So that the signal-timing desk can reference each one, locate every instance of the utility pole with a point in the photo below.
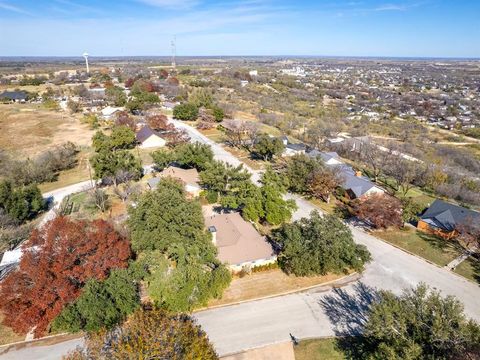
(174, 52)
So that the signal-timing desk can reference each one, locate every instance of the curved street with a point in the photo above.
(323, 311)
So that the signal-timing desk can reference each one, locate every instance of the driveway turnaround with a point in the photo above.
(334, 309)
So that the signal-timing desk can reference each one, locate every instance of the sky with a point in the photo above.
(395, 28)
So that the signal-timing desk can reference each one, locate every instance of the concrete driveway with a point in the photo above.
(323, 311)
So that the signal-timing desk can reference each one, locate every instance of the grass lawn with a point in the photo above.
(420, 197)
(28, 129)
(327, 207)
(7, 335)
(71, 176)
(432, 248)
(267, 283)
(318, 349)
(244, 157)
(470, 269)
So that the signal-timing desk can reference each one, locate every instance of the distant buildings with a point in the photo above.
(14, 96)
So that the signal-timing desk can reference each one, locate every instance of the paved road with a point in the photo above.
(321, 312)
(258, 323)
(48, 352)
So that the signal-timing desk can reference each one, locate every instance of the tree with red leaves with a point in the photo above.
(159, 122)
(123, 119)
(57, 261)
(380, 210)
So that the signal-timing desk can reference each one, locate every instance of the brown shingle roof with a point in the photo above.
(237, 240)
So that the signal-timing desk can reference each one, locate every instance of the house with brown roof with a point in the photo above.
(148, 138)
(238, 243)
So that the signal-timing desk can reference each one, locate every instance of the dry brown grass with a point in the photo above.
(268, 283)
(28, 129)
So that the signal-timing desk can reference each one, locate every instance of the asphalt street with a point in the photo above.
(324, 311)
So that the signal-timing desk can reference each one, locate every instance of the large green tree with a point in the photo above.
(420, 324)
(186, 111)
(196, 155)
(20, 203)
(103, 304)
(318, 245)
(169, 235)
(150, 334)
(298, 171)
(223, 178)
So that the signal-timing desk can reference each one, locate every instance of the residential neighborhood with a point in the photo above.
(204, 205)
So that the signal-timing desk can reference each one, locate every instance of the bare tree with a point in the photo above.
(99, 199)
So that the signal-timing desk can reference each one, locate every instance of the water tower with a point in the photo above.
(85, 55)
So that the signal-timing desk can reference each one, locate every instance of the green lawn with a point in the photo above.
(470, 269)
(435, 249)
(318, 349)
(7, 335)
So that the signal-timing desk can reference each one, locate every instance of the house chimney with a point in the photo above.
(213, 230)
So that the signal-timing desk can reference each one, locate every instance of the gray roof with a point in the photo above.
(447, 216)
(14, 95)
(153, 182)
(359, 185)
(325, 156)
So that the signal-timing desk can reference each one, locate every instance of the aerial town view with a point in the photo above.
(239, 179)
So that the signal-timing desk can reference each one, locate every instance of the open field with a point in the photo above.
(470, 269)
(28, 129)
(71, 176)
(318, 349)
(267, 283)
(432, 248)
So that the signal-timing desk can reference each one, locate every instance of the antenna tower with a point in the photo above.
(174, 52)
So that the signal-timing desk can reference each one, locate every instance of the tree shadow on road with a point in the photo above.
(348, 312)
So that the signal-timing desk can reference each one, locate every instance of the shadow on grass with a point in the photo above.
(348, 312)
(439, 243)
(475, 261)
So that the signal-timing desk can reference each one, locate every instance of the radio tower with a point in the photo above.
(174, 52)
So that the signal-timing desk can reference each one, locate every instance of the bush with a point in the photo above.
(186, 111)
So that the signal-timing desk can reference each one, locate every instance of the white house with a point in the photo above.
(149, 138)
(109, 112)
(293, 149)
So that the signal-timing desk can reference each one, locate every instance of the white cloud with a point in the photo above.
(390, 7)
(16, 9)
(171, 4)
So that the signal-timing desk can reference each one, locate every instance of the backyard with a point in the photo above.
(429, 247)
(268, 283)
(318, 349)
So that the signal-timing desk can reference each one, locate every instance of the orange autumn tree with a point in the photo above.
(57, 262)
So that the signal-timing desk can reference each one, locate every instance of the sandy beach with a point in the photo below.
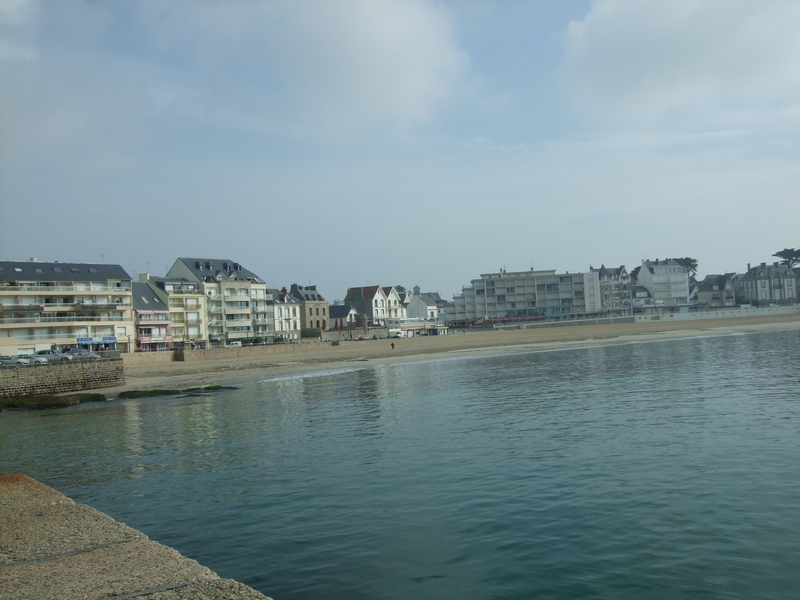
(326, 357)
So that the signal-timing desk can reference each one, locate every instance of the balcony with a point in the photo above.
(64, 288)
(46, 319)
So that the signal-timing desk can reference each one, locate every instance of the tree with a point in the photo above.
(690, 264)
(789, 257)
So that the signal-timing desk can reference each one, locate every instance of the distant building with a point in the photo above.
(370, 302)
(526, 295)
(314, 307)
(287, 312)
(343, 316)
(716, 291)
(667, 282)
(151, 315)
(188, 311)
(615, 289)
(56, 305)
(237, 298)
(770, 284)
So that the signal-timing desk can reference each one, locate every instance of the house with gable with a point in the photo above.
(314, 313)
(716, 291)
(236, 298)
(343, 316)
(770, 284)
(370, 302)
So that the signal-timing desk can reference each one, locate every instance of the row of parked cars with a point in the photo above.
(46, 357)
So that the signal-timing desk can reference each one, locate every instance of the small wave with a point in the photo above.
(307, 375)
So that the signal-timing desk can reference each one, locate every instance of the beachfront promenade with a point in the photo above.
(53, 548)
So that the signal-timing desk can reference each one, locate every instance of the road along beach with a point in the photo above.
(246, 365)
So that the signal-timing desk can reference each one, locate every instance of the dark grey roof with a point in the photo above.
(219, 269)
(340, 311)
(58, 271)
(148, 297)
(707, 285)
(306, 293)
(765, 271)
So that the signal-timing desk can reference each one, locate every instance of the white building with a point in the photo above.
(54, 305)
(666, 280)
(526, 296)
(236, 298)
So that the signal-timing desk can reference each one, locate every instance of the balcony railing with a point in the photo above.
(63, 288)
(16, 320)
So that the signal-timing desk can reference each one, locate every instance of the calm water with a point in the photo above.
(651, 470)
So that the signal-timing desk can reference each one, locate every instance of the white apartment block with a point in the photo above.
(236, 299)
(54, 305)
(666, 280)
(526, 295)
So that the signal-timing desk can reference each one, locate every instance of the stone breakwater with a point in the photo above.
(52, 549)
(58, 379)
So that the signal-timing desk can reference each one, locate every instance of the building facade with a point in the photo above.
(151, 316)
(522, 296)
(770, 284)
(314, 313)
(53, 305)
(237, 302)
(666, 280)
(189, 318)
(287, 313)
(370, 302)
(616, 295)
(716, 291)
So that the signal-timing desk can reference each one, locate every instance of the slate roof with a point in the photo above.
(219, 269)
(306, 293)
(365, 293)
(58, 271)
(148, 297)
(340, 311)
(708, 283)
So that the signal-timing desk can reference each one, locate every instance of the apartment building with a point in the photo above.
(55, 305)
(151, 317)
(666, 280)
(525, 296)
(370, 302)
(770, 284)
(188, 315)
(314, 313)
(717, 291)
(616, 295)
(287, 314)
(237, 301)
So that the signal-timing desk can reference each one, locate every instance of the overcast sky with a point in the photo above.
(412, 142)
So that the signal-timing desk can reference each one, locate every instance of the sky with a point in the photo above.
(408, 142)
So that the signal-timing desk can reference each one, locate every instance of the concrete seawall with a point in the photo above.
(54, 549)
(57, 379)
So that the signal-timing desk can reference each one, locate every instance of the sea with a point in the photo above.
(660, 469)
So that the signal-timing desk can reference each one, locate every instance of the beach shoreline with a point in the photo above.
(324, 357)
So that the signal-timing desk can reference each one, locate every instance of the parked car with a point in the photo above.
(54, 355)
(36, 360)
(82, 354)
(14, 360)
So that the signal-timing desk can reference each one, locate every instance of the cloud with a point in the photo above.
(640, 60)
(308, 67)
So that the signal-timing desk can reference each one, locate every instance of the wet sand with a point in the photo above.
(325, 357)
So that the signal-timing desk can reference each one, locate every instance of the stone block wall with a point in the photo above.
(56, 379)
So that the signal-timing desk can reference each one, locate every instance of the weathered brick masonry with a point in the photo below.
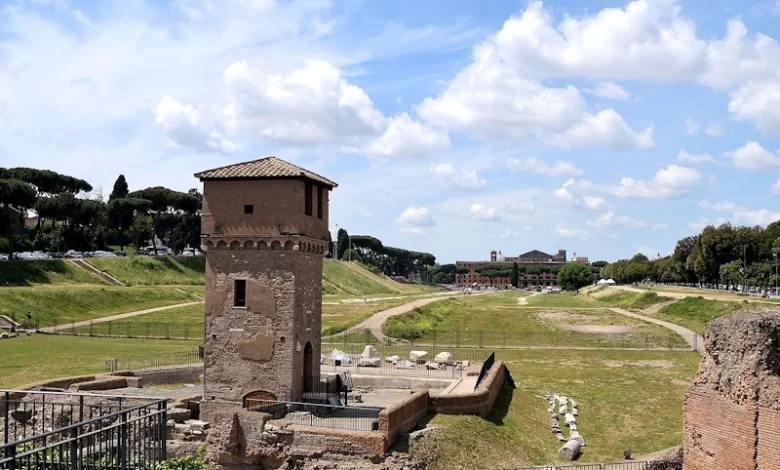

BRIEF – Every line from the one that contains "the stone block" through the end of the records above is to be reproduced exactly; no picture goes in the copy.

RESULT OF THE EXERCISE –
So that the signal-timing desk can reference each one, locate every instance of the stone block wall with a point in the photo above.
(56, 379)
So that the signal-timing desk can reference each one, locate every instance of the weathered brick masonry with a point in the photo below.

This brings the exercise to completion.